# Gemeinsame Klassen des JRE und Android..?



## sirbender (19. Mai 2012)

Hallo,

fuer Appengine (https://developers.google.com/appengine/docs/java/jrewhitelist) und GWT (https://developers.google.com/web-toolkit/doc/latest/RefJreEmulation) gibt es eine Liste von Klassen aus dem JRE, die man verwenden kann.

Gibt es so eine Liste auch fuer Android? Das waere zum Beispiel wichtig wenn man eine Library schreiben will, die sowohl unter der JRE als auch unter Android laeuft.

Danke,
sb


----------



## fastjack (5. Jun 2012)

Soweit ich weis nutzt Android ein Subset der Apache Harmony Klassen.


----------



## schlingel (5. Jun 2012)

_AUFGABEN_.
(1) Welche Benutzernamen stehen im Thread zu JRE und Android über den einzelnen Beiträgen? Nenne alle.
(2) Übersetze aus dem Thread zu JRE und Android den folgenden Satz ins Englische: „Das waere zum Beispiel wichtig wenn man eine Library schreiben will, die sowohl unter der JRE als auch unter Android laeuft.“
(3) Setze bitte den Thread zu JRE und Android an der Stelle fort, an der er endet.

_VORLIEGENDE ZEILEN_.
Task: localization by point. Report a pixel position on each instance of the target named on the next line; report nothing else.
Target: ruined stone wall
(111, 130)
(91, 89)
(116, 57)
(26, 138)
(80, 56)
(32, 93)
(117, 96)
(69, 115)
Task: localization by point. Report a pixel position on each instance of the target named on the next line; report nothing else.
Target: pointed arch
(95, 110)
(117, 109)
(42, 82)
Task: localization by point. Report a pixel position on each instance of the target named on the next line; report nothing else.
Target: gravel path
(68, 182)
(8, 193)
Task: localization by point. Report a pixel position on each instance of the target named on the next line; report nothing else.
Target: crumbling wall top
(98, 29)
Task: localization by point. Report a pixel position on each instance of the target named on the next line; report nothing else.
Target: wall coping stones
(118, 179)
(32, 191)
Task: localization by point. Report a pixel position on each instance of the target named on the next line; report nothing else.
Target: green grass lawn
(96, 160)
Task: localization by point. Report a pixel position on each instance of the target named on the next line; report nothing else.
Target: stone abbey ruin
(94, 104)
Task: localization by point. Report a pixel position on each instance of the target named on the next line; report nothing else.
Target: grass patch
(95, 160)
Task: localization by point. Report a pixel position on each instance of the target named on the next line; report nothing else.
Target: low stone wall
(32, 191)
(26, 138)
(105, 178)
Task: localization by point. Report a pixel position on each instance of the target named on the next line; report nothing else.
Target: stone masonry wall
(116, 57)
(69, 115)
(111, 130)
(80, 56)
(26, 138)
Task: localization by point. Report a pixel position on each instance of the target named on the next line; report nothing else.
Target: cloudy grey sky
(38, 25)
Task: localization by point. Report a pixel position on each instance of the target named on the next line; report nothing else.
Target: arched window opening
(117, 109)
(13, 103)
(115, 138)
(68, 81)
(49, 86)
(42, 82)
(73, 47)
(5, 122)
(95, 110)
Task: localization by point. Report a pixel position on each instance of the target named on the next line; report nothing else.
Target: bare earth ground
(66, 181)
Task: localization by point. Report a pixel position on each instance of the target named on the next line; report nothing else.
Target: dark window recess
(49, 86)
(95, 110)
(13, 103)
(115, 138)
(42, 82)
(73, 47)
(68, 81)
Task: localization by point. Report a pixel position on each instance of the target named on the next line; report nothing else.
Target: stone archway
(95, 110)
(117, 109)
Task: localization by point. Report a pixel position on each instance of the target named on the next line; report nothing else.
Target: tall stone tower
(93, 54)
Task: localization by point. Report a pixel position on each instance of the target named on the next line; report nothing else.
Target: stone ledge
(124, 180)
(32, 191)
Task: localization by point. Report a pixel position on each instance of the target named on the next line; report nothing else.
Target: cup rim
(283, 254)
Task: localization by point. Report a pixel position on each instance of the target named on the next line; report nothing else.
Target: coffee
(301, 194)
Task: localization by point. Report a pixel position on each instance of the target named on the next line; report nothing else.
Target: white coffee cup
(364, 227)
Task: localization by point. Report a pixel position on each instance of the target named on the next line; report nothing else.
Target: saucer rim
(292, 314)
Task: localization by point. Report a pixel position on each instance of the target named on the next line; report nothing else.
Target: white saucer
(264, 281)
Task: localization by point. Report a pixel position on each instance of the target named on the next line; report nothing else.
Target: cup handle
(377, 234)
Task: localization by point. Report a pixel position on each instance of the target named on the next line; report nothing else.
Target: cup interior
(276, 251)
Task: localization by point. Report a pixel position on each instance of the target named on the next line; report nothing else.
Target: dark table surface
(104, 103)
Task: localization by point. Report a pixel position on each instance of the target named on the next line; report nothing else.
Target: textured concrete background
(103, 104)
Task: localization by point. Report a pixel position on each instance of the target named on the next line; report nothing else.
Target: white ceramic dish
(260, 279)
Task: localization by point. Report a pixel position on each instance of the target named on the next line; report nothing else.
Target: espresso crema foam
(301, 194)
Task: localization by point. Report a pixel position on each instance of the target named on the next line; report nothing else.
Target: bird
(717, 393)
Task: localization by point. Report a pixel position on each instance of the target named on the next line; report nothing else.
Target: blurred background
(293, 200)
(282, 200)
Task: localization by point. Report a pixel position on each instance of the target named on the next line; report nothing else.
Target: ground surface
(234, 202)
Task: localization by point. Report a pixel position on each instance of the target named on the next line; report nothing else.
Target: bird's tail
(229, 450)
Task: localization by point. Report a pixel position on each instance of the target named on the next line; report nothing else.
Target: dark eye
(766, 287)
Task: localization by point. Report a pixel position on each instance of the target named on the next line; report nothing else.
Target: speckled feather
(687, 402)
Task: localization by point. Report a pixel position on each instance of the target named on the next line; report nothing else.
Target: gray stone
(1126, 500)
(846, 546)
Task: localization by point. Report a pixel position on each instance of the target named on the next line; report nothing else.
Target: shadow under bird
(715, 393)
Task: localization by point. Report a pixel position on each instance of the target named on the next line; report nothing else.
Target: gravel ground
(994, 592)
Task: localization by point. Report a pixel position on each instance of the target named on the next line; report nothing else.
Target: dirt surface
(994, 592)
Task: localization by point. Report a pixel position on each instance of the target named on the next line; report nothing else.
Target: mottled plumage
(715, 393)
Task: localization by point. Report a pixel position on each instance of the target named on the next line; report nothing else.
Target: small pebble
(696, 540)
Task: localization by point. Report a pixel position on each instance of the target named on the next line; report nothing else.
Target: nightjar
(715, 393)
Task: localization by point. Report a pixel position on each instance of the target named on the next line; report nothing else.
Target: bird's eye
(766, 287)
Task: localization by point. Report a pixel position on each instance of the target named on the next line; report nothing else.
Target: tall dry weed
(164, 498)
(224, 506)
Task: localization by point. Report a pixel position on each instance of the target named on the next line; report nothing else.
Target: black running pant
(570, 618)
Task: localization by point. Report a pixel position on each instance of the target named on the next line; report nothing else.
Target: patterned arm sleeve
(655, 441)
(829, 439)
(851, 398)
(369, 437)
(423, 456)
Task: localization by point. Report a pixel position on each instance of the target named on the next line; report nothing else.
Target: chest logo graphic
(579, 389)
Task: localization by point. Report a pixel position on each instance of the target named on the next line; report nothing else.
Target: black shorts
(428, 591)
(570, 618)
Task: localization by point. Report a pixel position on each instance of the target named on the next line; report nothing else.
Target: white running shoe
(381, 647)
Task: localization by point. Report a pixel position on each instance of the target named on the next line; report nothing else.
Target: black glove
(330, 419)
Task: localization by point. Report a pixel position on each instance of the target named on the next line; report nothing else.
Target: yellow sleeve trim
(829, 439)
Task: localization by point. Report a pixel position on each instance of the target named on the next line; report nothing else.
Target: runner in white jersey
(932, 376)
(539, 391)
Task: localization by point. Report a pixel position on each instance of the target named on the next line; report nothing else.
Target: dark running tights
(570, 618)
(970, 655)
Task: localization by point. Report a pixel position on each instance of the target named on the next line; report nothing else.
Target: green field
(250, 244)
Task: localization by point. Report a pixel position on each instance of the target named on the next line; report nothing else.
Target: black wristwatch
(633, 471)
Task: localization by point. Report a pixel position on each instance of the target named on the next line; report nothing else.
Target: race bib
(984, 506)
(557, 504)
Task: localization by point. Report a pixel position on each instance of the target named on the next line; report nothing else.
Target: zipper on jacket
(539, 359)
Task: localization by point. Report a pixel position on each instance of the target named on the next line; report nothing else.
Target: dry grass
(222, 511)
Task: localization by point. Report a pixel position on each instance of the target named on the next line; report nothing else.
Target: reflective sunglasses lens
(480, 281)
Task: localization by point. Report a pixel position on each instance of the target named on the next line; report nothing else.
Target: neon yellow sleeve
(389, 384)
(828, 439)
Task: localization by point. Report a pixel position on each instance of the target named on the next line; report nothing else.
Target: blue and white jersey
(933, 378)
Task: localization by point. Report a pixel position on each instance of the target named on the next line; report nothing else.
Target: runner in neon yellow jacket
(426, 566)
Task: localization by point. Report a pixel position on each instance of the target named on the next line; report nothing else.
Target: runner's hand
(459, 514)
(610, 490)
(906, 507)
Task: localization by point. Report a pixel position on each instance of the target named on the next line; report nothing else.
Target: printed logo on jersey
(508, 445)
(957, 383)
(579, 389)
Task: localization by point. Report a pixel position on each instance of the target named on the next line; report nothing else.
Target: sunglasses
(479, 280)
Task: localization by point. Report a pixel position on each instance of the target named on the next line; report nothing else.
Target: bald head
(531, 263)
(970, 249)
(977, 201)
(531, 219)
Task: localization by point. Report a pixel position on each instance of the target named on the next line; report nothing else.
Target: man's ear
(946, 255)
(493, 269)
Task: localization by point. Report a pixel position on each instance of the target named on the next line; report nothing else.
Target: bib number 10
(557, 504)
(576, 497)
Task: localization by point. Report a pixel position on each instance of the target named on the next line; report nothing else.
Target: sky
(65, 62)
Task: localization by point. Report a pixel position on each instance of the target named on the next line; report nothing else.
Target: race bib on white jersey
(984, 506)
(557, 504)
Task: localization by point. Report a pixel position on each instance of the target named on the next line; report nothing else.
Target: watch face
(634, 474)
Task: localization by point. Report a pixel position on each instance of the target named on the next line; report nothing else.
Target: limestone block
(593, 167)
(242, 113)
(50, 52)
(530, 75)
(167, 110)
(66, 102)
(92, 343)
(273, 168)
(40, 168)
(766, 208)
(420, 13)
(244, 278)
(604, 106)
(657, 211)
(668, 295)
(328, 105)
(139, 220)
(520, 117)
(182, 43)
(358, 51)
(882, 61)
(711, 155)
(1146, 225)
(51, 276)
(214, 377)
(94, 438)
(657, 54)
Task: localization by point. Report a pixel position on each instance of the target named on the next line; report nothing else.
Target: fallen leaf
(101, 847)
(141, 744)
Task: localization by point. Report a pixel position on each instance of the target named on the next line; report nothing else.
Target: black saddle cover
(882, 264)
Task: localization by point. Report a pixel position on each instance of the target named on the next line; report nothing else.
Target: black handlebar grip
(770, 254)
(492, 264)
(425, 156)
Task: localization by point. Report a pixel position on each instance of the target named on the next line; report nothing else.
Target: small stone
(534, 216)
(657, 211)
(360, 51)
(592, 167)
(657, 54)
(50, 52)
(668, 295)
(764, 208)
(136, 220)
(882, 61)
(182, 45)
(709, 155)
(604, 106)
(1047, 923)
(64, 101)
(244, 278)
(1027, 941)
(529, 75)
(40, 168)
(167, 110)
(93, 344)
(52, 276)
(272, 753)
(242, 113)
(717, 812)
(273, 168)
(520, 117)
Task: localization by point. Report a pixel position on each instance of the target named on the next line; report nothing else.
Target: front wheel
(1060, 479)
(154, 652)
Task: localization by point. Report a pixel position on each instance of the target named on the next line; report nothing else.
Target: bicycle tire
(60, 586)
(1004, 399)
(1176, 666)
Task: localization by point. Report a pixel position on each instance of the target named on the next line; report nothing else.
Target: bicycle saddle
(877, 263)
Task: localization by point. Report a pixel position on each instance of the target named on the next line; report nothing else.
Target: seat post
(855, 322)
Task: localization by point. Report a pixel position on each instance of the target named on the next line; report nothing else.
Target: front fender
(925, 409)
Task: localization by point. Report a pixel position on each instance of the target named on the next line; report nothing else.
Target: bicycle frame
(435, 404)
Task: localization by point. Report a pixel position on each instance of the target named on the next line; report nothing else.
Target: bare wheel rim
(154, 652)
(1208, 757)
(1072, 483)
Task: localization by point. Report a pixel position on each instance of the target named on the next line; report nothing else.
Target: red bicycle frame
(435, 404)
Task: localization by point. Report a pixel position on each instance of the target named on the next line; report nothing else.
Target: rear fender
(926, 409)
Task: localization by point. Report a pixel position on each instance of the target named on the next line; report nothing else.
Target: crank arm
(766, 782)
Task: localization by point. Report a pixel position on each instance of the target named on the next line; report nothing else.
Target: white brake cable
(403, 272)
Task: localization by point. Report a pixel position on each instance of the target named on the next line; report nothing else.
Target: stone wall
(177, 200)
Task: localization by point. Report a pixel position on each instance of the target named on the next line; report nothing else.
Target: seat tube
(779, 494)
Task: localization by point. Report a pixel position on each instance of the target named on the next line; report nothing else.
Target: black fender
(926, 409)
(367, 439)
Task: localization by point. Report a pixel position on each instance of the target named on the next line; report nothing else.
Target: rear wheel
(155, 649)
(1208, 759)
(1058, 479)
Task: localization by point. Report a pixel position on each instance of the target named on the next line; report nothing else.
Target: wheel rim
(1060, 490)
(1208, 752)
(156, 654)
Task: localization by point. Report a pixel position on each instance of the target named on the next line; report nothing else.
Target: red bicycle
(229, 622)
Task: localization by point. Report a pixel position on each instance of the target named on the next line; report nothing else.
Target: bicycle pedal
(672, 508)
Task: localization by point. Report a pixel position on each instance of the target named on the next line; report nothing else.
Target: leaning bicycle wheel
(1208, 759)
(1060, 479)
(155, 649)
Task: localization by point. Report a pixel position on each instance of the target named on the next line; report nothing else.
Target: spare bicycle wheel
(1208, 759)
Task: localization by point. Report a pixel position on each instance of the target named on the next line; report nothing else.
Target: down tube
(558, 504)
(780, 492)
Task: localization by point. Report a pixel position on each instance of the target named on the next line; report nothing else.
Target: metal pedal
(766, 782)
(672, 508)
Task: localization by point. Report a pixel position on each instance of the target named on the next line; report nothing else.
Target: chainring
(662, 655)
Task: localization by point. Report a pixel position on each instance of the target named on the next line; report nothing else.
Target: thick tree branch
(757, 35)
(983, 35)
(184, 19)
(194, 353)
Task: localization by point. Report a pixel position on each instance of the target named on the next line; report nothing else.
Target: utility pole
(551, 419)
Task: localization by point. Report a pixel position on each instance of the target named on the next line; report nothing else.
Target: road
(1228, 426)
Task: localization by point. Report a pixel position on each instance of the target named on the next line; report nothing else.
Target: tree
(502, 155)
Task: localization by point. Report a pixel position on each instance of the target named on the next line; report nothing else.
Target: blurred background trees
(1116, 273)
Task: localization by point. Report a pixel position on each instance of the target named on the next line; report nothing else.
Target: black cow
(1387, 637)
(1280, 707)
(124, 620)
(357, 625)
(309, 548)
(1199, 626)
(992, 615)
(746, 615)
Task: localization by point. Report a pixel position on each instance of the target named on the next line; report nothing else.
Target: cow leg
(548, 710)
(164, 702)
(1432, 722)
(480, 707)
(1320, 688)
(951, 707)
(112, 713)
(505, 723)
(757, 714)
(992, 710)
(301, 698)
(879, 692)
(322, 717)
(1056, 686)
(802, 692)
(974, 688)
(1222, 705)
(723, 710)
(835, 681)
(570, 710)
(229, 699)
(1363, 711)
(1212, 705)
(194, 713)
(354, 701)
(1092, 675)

_LÖSUNGEN_.
(1) sirbender, fastjack, schlingel

(2) That would be important, for example, if you want to write a library that runs both on the JRE and on Android.

(3)
Stimmt, aber für jede Android-Version wiederum eine andere Version. (Teils Beta, teils Nightly Builds, etc. zum Haare ausraufen!)

Zum anderen unterscheiden sich aber auch normale Klassen wie z.B. die URLConnection von Version zu Version (Sprung von 2.2 auf 2.3 z.b! Siehe auch Thread hier im Bereich von mir).

Generell lässt sich da leider gar nichts sagen.


----------



## fastjack (6. Jun 2012)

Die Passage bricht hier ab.